GIVEN TASK =
Copy the records below word for word, from the line containing "Locate every instance of the driver" through the end of the records. Leave out the pictures.

** Start RECORDS SHOWN **

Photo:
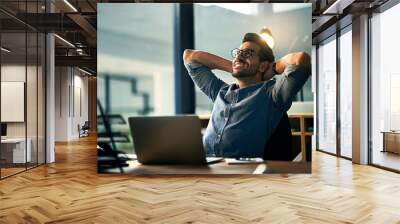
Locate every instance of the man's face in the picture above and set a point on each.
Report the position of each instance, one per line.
(243, 66)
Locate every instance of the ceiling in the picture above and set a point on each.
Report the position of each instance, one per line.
(76, 22)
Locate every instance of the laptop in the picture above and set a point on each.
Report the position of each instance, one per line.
(169, 140)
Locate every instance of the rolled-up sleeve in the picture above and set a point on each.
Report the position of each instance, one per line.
(286, 88)
(205, 79)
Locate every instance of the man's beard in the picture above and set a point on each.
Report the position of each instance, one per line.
(247, 72)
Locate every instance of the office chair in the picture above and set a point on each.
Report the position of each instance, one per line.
(108, 156)
(279, 146)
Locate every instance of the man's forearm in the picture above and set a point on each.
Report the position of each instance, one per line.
(301, 59)
(209, 60)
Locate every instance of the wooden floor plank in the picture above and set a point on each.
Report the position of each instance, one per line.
(70, 191)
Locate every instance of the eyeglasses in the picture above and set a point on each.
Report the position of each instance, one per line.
(246, 53)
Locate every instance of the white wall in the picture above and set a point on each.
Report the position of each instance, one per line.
(71, 94)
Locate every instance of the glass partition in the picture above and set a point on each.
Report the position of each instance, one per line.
(327, 95)
(135, 67)
(14, 151)
(234, 20)
(345, 92)
(22, 91)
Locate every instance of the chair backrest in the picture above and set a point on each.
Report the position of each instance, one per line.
(279, 146)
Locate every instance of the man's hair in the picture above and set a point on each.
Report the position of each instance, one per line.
(266, 53)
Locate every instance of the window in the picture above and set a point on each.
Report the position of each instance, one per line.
(385, 87)
(327, 95)
(220, 36)
(345, 92)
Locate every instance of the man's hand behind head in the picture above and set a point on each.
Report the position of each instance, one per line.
(269, 72)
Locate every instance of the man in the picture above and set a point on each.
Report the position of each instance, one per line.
(245, 114)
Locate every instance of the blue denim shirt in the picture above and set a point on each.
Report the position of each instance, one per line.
(243, 119)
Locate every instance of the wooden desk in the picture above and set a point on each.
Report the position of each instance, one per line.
(136, 168)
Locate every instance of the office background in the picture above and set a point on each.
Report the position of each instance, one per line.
(138, 73)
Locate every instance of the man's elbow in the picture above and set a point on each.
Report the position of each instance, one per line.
(188, 55)
(304, 60)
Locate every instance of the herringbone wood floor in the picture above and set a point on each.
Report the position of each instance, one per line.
(70, 191)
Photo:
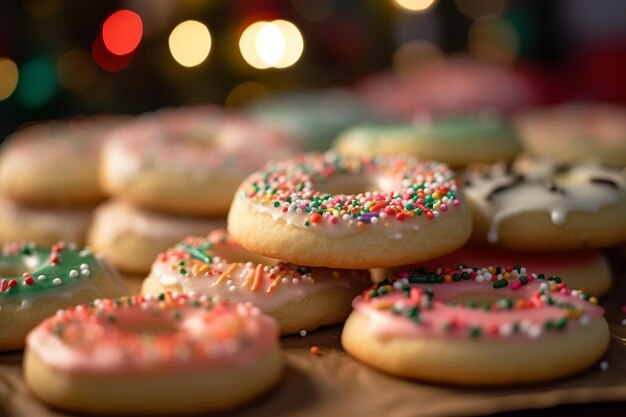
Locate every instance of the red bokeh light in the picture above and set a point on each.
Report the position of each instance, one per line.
(122, 32)
(108, 60)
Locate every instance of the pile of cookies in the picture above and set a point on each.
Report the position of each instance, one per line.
(442, 275)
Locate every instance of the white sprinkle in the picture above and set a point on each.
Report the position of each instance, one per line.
(584, 320)
(604, 366)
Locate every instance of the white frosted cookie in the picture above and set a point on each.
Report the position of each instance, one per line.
(298, 297)
(540, 204)
(350, 212)
(131, 237)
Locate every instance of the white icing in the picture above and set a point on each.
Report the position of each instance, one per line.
(532, 194)
(117, 217)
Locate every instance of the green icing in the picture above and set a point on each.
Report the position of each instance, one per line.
(36, 260)
(452, 128)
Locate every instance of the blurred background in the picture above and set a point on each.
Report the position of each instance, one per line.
(65, 57)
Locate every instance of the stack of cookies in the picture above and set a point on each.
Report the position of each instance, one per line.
(172, 173)
(48, 179)
(302, 234)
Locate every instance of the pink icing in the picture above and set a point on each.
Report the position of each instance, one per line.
(551, 262)
(165, 334)
(440, 318)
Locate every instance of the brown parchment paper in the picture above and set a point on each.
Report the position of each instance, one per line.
(333, 384)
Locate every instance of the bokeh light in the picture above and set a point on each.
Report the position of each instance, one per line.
(37, 84)
(494, 40)
(415, 5)
(108, 60)
(294, 43)
(481, 9)
(246, 92)
(122, 32)
(277, 44)
(190, 43)
(9, 75)
(75, 70)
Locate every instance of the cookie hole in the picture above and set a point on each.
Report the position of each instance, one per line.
(355, 184)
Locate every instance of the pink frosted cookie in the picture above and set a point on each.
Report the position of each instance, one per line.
(187, 160)
(476, 326)
(350, 212)
(585, 269)
(299, 298)
(576, 131)
(162, 355)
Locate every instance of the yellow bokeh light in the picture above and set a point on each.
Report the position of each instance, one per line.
(415, 5)
(294, 45)
(190, 43)
(247, 46)
(277, 44)
(9, 76)
(270, 44)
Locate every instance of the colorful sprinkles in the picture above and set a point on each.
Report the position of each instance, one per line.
(411, 293)
(423, 189)
(135, 324)
(61, 264)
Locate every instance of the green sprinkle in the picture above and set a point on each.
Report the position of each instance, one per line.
(501, 283)
(475, 332)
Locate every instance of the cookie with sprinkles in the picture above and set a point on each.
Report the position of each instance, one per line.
(538, 203)
(476, 326)
(163, 355)
(350, 212)
(37, 281)
(298, 297)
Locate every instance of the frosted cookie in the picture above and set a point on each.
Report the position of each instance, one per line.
(298, 297)
(55, 163)
(131, 237)
(456, 141)
(585, 269)
(42, 225)
(576, 131)
(476, 326)
(162, 355)
(350, 212)
(186, 160)
(37, 281)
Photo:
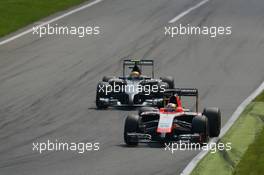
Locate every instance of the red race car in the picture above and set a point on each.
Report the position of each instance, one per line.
(173, 122)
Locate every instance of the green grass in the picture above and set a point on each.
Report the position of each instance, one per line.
(19, 13)
(252, 162)
(247, 138)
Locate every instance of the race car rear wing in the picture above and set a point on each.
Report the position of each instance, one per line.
(140, 63)
(190, 92)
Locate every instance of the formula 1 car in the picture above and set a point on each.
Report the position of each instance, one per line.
(133, 90)
(173, 122)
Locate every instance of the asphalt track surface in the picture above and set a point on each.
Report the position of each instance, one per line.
(47, 85)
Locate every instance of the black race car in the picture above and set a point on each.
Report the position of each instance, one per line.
(132, 90)
(173, 122)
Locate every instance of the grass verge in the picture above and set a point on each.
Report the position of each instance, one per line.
(247, 139)
(19, 13)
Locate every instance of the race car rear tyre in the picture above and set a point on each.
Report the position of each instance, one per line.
(107, 78)
(101, 93)
(214, 120)
(146, 109)
(169, 80)
(131, 126)
(200, 126)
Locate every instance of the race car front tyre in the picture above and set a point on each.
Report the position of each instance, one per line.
(169, 80)
(200, 126)
(214, 120)
(131, 126)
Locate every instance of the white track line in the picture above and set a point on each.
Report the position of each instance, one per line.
(50, 21)
(190, 167)
(188, 11)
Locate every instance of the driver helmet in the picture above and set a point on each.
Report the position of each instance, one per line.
(134, 74)
(171, 107)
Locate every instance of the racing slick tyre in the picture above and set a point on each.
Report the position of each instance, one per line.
(146, 109)
(214, 120)
(169, 80)
(101, 93)
(131, 126)
(107, 78)
(200, 125)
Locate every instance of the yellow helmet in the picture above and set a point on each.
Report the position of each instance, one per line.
(134, 74)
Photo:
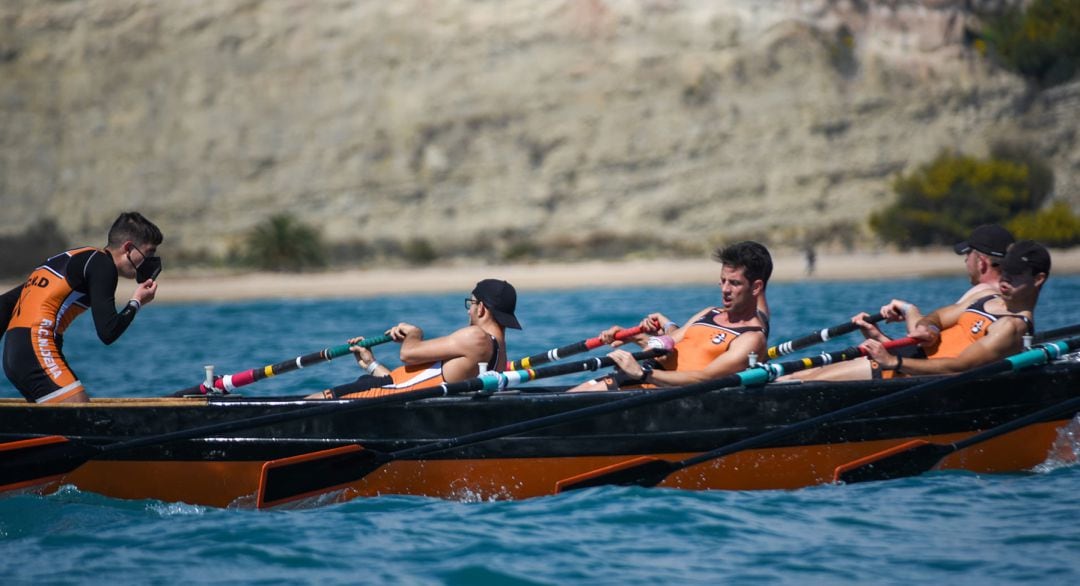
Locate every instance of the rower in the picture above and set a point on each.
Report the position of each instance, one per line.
(714, 342)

** End RECORDS SHOWN **

RESPONSE BELOW =
Locate every instance of the driver helmet in the picture above and set a point on each.
Report the position of each instance, one per line.
(134, 74)
(171, 107)
Locate every instance of the racing slick tyre in the picture above and set a point on each.
Report the position of each instance, one per line.
(146, 109)
(214, 120)
(169, 80)
(101, 93)
(131, 126)
(107, 78)
(200, 125)
Locate every instance of the yellow helmet in the picture above and set a point on each.
Report the position of each instance, one per line.
(134, 74)
Photo:
Locate every instance of the rower in the picture above and set a point on each.
Report the position of each instance, one per line.
(714, 342)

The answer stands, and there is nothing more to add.